→ **Your tasks**
1/ According to the ACNet repository page below, which kernels does ACB now add when k > 3?
2/ Go on with the ACNet repository page after its final line, adding a few short sections in the same style and format.

→ **Selected text**
## Start

/ACNet

ACNet: Strengthening the Kernel Skeletons for Powerful CNN via Asymmetric Convolution Blocks

Primary LanguagePythonMIT LicenseMIT

ACNet (ICCV-2019)

ACNet V2 will be released in about a month. Higher performance and still no inference-time costs. Will update this whole repo.

News:

  1. Zhang et al. used our ACB in their model ACFD, which won the 1st place in IJCAI 2020 iCartoon Face Challenge (Detection Track). Congratulations!
  2. Liu et al. extended ACB to EACB (Enhanced Asym Conv Block) in their MMDM, which helped them won the 3rd place in NTIRE 2020 Challenge on Image Demoireing at CVPR 2020. Congratulations!
  3. MMDM also won the 4th place in NTIRE 2020 Challenge on Real Image Denoising at CVPR 2020. Congratulations again!
  4. ACNet has been used in several real business products.
  5. At ICCV 2019, I was told that ACNet improved the performance of some semantic segmentation tasks by 2%. So glad to hear that!

Update: Updated the whole repo, including ImageNet training (with Distributed Data Parallel). The default learning rate schedules were changed to cosine annealing, which performed better on ImageNet. Changed the behavior of ACB when k > 3. It used to add 1x3 and 3x1 kernels onto 5x5, but now it uses 1x5 and 5x1.

ICCV 2019 paper: ACNet: Strengthening the Kernel Skeletons for Powerful CNN via Asymmetric Convolution Blocks.

Other implementations:

  1. PaddlePaddle re-implementation for building ACNet and converting the weights has been accepted by PaddlePaddle official repo. Amazing work by @parap1uie-s!
  2. Tensorflow2: an easy plugin module (https://github.com/CXYCarson/TF_AcBlock)! Just use it to build your model and call deploy() to convert it into the inference-time structure! Amazing work by @CXYCarson!

This demo will show you how to

  1. Build an ACNet with Asymmetric Convolution Block. Just a few lines of code!
  2. Train the ACNet together with the regular CNN baseline with the same training configurations.
  3. Test the ACNet and the baseline, get the average accuracy.
  4. Convert the ACNet into exactly the same structure as the regular counterpart for deployment. Congratulations! The users of your model will be happy because they can enjoy higher accuracy with exactly the same computational burdens as the baseline trained with regular conv layers.

About the environment:

  1. We used torch==1.3.0, torchvision==0.4.1, CUDA==10.2, NVIDIA driver version==440.82, tensorboard==1.11.0 on a machine with eight 2080Ti GPUs.
  2. Our method does not rely on any new or deprecated features of any libraries, so there is no need to make an identical environment.

## End

→ **Given material**
## Start

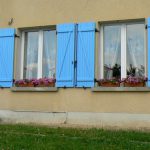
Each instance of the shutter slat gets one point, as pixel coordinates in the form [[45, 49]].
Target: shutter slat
[[85, 54], [65, 55], [6, 56]]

## End

→ **Final answers**
1/ It adds 1x5 and 5x1 kernels, instead of the 1x3 and 3x1 kernels it used to add onto 5x5.

2/
  3. If you get any errors regarding tensorboard or tensorflow, you may simply delete the code related to tensorboard or SummaryWriter.

Some results (Top-1 accuracy) reproduced on CIFAR-10 using the codes in this repository (note that we add batch norm for Cifar-quick and VGG baselines):

Model Baseline ACNet
Cifar-quick 86.20 86.87
VGG 93.99 94.54
ResNet-56 94.55 95.06
WRN-16-8 95.89 96.33

If it does not work on your specific model and dataset, based on my experience, I would suggest you

  1. try different learning rate schedules
  2. initialize the trained scaling factor of batch norm (e.g., gamma variable in Tensorflow and bn.weight in PyTorch) in the three branches of every ACB as 1/3. This improves the performance on CIFAR

The experiments reported in the paper were performed using Tensorflow. However, the backbone of the codes was refactored from the official Tensorflow benchmark (https://github.com/tensorflow/benchmarks/tree/master/scripts/tf_cnn_benchmarks), which was designed in the pursuit of extreme speed, not readability.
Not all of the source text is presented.